PASSAGE SHOWN:
==============================

Soundtrack album by Various Artists
- Released: March 30, 1999
- Recorded: September–December 1998
- Length: 65:51
- Label: Hollywood Records
- Producer: Byron Phillips (exec.); Michael S. Traylor (exec.); Adam West; Ali Shaheed Muhammad; American Cream Team; DJ U-Neek; Jermaine Dupri; Jerry Wonder; Larry "Rock" Campbell; Meech Wells; No I.D.; Organized Noize; QDIII; Q-Tip; Raphael Saadiq; Rashad Coes; Rob Fusari; Rockwilder; Shabazz Curtis; Timbaland; Timmy Allen; Vincent Herbert; Wyclef Jean; Carl So-Lowe (co.); Maurice White (co.);

Singles from The PJs: Music from & Inspired by the Hit Television Series
- "Here I Go" Released: January 26, 1999; "Get Involved" Released: March 23, 1999;

= The PJs (soundtrack) =

The PJs: Music from & Inspired by the Hit Television Series is the soundtrack to the animated sitcom The PJs issued in March 1999 by Hollywood Records. The soundtrack rose to No. 25 on the Billboard Top R&B/Hip-Hop Albums chart.

==============================

Detection examples
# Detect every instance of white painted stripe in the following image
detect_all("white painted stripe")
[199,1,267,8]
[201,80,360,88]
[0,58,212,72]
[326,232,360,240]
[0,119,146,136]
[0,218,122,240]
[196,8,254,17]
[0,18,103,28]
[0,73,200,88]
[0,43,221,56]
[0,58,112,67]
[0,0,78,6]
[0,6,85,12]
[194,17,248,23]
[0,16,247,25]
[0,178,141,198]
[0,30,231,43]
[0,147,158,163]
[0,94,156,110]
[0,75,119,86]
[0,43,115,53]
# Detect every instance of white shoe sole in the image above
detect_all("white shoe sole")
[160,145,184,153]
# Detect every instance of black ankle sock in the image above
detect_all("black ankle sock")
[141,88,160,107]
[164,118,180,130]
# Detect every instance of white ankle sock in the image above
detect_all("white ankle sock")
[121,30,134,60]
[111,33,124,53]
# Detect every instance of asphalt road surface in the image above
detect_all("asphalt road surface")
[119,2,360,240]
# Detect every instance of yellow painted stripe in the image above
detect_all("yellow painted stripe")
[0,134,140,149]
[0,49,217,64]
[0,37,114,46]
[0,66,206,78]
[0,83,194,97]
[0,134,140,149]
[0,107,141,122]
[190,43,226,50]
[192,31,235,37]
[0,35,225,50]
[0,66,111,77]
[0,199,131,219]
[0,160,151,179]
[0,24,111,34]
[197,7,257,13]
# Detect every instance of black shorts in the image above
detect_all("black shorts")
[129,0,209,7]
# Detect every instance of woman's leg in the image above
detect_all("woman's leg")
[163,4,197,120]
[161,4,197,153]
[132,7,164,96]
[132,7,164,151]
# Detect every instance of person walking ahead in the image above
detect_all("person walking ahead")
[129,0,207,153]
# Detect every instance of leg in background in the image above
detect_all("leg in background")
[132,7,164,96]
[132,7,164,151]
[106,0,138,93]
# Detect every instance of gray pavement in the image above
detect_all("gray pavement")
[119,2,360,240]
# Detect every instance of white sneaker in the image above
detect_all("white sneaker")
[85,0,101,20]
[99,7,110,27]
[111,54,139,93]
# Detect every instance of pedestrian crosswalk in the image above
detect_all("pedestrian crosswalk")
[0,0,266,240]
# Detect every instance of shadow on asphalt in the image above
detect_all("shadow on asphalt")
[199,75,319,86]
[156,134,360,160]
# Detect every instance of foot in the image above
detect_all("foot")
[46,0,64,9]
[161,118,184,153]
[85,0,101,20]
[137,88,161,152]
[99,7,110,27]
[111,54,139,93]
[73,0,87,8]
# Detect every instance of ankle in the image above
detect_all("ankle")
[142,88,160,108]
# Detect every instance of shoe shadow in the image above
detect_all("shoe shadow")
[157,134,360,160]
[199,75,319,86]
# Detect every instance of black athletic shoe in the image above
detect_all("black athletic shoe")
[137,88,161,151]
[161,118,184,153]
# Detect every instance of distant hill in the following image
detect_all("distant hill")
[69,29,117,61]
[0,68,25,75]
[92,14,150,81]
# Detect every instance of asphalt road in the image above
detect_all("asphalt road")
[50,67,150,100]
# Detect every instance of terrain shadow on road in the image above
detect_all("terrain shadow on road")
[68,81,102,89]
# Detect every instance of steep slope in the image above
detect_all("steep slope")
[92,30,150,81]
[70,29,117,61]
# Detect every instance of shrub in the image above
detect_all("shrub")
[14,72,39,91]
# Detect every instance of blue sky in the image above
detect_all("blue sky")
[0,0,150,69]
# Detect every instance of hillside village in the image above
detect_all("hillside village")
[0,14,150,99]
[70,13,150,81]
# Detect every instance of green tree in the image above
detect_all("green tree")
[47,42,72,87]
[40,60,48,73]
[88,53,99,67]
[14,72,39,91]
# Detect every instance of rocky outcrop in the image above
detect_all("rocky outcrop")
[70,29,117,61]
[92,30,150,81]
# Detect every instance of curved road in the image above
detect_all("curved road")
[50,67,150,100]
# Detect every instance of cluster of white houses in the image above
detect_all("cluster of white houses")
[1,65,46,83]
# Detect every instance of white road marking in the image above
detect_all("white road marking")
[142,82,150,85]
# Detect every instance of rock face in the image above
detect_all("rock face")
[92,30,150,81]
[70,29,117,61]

==============================

OBJECTIVE: Reproduce the full PJs soundtrack page, word for word and line for line, with nothing left out or changed.

RESULT BELOW:
Soundtrack album by Various Artists
- Released: March 30, 1999
- Recorded: September–December 1998
- Length: 65:51
- Label: Hollywood Records
- Producer: Byron Phillips (exec.); Michael S. Traylor (exec.); Adam West; Ali Shaheed Muhammad; American Cream Team; DJ U-Neek; Jermaine Dupri; Jerry Wonder; Larry "Rock" Campbell; Meech Wells; No I.D.; Organized Noize; QDIII; Q-Tip; Raphael Saadiq; Rashad Coes; Rob Fusari; Rockwilder; Shabazz Curtis; Timbaland; Timmy Allen; Vincent Herbert; Wyclef Jean; Carl So-Lowe (co.); Maurice White (co.);

Singles from The PJs: Music from & Inspired by the Hit Television Series
- "Here I Go" Released: January 26, 1999; "Get Involved" Released: March 23, 1999;

= The PJs (soundtrack) =

The PJs: Music from & Inspired by the Hit Television Series is the soundtrack to the animated sitcom The PJs issued in March 1999 by Hollywood Records. The soundtrack rose to No. 25 on the Billboard Top R&B/Hip-Hop Albums chart.